-- The request --
Copy every line from the one containing "the car windshield" down to the last of the items, keeping the item wording as is and increasing each answer coordinate by 74.

[Begin]

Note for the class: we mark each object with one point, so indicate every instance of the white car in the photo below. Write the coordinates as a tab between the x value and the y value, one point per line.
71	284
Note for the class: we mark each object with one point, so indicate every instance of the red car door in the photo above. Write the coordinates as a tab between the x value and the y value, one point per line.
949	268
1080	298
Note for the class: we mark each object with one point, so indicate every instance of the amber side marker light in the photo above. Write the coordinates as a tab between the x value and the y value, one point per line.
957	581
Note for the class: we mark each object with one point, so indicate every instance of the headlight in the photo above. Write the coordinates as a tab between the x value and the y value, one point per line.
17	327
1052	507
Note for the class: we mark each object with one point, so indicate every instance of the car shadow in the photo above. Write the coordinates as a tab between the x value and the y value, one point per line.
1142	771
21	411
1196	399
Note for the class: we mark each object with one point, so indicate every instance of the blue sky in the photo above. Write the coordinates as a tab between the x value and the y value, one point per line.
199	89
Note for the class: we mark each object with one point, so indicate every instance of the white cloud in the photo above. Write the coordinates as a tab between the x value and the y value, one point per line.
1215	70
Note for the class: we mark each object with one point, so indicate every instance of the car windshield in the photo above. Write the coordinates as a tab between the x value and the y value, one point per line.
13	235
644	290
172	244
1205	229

[End]

-- Exercise response --
Note for the class: we mark each object with one point, so indicate every instance of the car windshield in the photo above. Write the coordinates as a tab between the x value and the y value, one point per line.
87	309
718	364
246	318
1279	303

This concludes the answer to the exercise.